WHAT THE EXERCISE ASKS | Copy the listing exactly as given. Omit every picture.

::: SOURCE RECORDS :::

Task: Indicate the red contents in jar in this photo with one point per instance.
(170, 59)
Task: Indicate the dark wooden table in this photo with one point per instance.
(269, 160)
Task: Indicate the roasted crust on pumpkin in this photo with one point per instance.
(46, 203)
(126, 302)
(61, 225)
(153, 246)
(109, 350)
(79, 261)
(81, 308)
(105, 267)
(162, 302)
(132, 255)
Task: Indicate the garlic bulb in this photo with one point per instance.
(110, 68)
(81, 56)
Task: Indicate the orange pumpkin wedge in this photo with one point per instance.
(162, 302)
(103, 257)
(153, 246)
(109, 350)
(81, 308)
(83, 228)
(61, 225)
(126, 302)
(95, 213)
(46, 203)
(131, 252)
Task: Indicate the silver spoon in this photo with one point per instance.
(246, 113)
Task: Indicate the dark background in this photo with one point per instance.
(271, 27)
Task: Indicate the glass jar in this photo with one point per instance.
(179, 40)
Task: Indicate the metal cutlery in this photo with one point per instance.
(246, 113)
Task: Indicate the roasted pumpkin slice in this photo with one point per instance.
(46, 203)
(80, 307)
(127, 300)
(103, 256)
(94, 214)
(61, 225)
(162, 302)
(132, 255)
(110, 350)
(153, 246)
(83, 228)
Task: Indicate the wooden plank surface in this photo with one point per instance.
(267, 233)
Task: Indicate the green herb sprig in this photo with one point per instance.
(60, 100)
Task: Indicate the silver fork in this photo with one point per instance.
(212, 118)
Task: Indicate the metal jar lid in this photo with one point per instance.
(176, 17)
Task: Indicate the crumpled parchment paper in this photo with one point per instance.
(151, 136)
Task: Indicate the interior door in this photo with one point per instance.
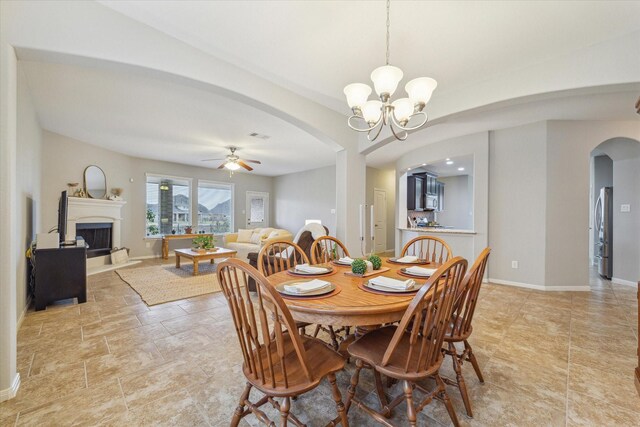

:::

TASK OUTPUT |
Task: Indicate the red contents in jar in this photo with one point per instance.
(170, 59)
Task: Indicate the dark wooden table in this photo with one point per instance.
(269, 160)
Task: Indicate the roasted crust on pumpkin in this photo with one point per instance.
(46, 203)
(126, 302)
(61, 225)
(153, 246)
(109, 350)
(79, 261)
(81, 308)
(105, 267)
(162, 302)
(132, 255)
Task: Indicate the garlic bulb in this photo with one point per instance.
(110, 68)
(81, 56)
Task: Indicate the orange pumpkin wedge in this photo with one point per instance.
(162, 302)
(103, 257)
(153, 246)
(109, 350)
(81, 308)
(83, 228)
(61, 225)
(126, 302)
(95, 213)
(46, 203)
(131, 252)
Task: Indicate the silver spoon in this photo with one point per instance.
(246, 113)
Task: Indicate the dark background in this photo with one point per instance.
(271, 27)
Task: Indicate the glass jar in this photo with one point per instance.
(179, 40)
Task: Indicate the metal cutlery in this photo with one point per instance.
(246, 113)
Task: Indicate the roasted pumpkin slice in this photo with one point per instance.
(46, 203)
(80, 307)
(127, 300)
(103, 256)
(94, 214)
(61, 225)
(162, 302)
(132, 255)
(110, 350)
(153, 246)
(83, 228)
Task: Indicate the wooden plank surface in this photo with one point per instance.
(267, 233)
Task: Indicate the green herb sprig in this photo with one point per instance.
(60, 100)
Task: Indicate the silver fork in this photo with one point per instance.
(212, 118)
Task: Indicate the metal jar lid in this photo with one point per instance.
(176, 17)
Task: Indicate the crumpled parchment paper in this photo with one point per instance.
(151, 136)
Task: Indicate the interior door in this photo with one point per instance.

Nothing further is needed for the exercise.